* _REQUIRED TASK 1_:
Answer these questions using the passage about learning figure drawing.
(a) When does the writer see the greatest difference in their drawing?
(b) What kind of music does the writer try to play while acting as the group's D.J.?
(c) Why is the writer sometimes called the Blind Man?
* _REQUIRED TASK 2_:
Write the next paragraph of the passage about learning figure drawing, following on from its final sentence.

* _GIVEN TEXT_:
──────────

Some days, I’m not getting it. I have too much on my mind. My paper sucks, or my charcoal is scratchy. I can’t focus. My hand feels alien.

Other days, I’m in the magic space. Where everything is just coming together and it feels like someone else is almost drawing through me.

And yet, I know it’s me because I have such perfect control of my hand. My eye is seeing and balancing instantaneously. My materials are a dream to work with.

But most of the time, it’s kind of in between these two modes. Most of the year, I don’t really notice much in terms of improvement.

There are occasional ‘aha!’ moments (and every session I really do learn something — particularly about anatomy or how to interpret something).

But, I see the greatest difference when I start comparing my drawings from the year before.

It’s a very long journey, learning to draw. But I love it, and it’s amazing to know there’ll never be an end to training.

Drawing is being fully in the moment. And you never really see something until you try to draw it. And humans are the most fascinating things of all.

 

The importance of a figure drawing group

As an artist, being stuck alone in the studio can be rather lonely. Therefore, having artist friends is important. 

There’s a beneficial social aspect to joining a figure drawing group and seeing your friends every week, comparing drawings, chatting, and learning from each other.

In our figure drawing group, I acceded the responsibility of becoming the model-hirer. My other duties — which somehow have fallen upon my shoulders — is that of D.J. (I try to play nice classical music as much as possible), the time-keeper, and also, I’m sometimes called the Blind Man. Because I put down and raise the blinds.

I’m currently one of the younger folks in the group. So I don’t mind running up the stairs to sort out the blinds.

Attending a figure drawing class every week is a discipline. Sometimes, I get lazy and don’t want to go. But my wife makes me go, because she recognizes how important it is for my art, and for my general mood throughout the week.

Drawing the human figure from life on a weekly basis is probably the most beneficial thing I could do to improve the quality of my art. Particularly my figure paintings of course.

It improves my skills, my mood and even my brain. And it improves my understanding of anatomy. I try to look for all the things I learn from books and tutorials, now ‘in the flesh’.

Anyhoo, I’ve been making a YouTube playlist of my favourite classical music to play while painting or drawing. So if you like that sort of thing, check out Painting Music.

──────────

* _EXTRACTED MATERIAL_:
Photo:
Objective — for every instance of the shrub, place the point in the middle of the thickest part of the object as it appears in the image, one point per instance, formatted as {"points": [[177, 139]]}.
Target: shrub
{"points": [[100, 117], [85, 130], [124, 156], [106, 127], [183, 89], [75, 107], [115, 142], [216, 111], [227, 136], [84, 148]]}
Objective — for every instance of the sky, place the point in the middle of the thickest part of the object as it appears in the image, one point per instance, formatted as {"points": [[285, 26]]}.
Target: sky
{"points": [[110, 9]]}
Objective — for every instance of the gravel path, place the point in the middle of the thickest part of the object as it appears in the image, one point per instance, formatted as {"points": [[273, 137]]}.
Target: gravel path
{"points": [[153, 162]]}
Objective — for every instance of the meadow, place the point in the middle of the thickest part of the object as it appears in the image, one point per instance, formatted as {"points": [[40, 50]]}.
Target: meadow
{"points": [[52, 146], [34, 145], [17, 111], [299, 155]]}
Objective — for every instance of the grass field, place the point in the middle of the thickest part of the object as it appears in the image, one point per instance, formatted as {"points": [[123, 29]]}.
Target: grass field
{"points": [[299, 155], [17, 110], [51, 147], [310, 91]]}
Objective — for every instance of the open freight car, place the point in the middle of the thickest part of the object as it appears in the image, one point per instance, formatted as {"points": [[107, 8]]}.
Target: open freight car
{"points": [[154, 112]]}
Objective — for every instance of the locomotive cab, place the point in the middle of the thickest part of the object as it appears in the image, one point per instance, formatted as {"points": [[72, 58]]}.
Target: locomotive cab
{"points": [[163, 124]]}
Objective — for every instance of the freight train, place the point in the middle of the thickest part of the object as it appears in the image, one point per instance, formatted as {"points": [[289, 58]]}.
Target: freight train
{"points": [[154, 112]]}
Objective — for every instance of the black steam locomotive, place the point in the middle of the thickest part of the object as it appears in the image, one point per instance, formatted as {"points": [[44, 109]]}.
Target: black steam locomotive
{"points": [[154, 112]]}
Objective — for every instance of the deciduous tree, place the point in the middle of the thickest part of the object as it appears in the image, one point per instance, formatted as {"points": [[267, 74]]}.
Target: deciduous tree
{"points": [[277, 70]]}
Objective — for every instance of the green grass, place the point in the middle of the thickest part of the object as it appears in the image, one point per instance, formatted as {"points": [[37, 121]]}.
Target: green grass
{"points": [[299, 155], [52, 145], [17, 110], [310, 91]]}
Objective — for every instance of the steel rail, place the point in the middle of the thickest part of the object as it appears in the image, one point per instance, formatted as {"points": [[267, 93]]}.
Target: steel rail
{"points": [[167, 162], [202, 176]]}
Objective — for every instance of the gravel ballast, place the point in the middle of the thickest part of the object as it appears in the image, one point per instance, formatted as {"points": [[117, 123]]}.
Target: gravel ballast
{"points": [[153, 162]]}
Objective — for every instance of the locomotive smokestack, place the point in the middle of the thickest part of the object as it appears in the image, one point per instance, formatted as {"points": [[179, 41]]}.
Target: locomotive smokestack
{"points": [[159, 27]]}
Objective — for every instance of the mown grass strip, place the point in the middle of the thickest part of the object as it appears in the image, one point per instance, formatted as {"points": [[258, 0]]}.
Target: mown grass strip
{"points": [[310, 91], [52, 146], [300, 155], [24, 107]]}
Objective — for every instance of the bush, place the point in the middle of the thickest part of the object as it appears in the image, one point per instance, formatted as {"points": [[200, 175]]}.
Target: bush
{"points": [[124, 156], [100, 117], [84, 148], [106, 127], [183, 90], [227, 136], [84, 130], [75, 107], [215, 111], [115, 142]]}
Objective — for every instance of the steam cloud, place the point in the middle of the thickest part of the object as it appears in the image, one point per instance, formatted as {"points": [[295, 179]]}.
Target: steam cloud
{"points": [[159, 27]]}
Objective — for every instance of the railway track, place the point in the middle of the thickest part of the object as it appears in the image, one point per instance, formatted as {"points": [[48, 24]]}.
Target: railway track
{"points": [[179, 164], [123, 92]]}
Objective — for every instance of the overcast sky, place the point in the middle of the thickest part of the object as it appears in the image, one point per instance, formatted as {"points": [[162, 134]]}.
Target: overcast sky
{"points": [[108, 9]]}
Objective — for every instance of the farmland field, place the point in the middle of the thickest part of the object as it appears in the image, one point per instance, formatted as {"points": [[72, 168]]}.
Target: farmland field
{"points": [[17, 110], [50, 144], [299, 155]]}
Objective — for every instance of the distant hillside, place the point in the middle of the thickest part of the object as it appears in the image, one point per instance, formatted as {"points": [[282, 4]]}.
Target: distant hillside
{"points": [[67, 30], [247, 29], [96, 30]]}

──────────

* _TASK RESULT 1_:
(a) When comparing their drawings with those from the year before.
(b) Nice classical music.
(c) Because the writer puts down and raises the blinds.

* _TASK RESULT 2_:
 

Life lessons in life drawings

I’ve taken my life drawing sessions a little more seriously this year. Probably because of the extra responsibilities. But, I think I’ve also started learning to let go a little more too.

I’m more serious in that I now attend every class (I kinda have to, because I must also pay the models). And I am really trying to improve my familiarity with anatomy, hone my tonal quality, not overwork my drawings so much, and get the gesture and grace in my lines.

I’m letting go more because, you know, you can’t force a drawing to be perfect. I’m learning to let my drawings go free a little more. Becoming a little less possessive over them. I am letting them show me what they are wanting to say, not what I think they should say.

I guess I’m maturing. Yes, I’ve always taken my work very seriously. But I’m learning to take myself more seriously so that people don’t waste my time or walk over me. Learning to put up boundaries.

At the same time I’m trying to letting the world show me more too, and I don’t think I need to have the last word always. I think that’s because I’m increasing in confidence generally. In myself, and in my art.

 

Figure drawing study and practice

I think there is study, and then there is practice. Study would be things like drawing diagrams of anatomy, copying master works, going onto YouTube or reading a book or a blog on drawing tips, the structure of the human body etc.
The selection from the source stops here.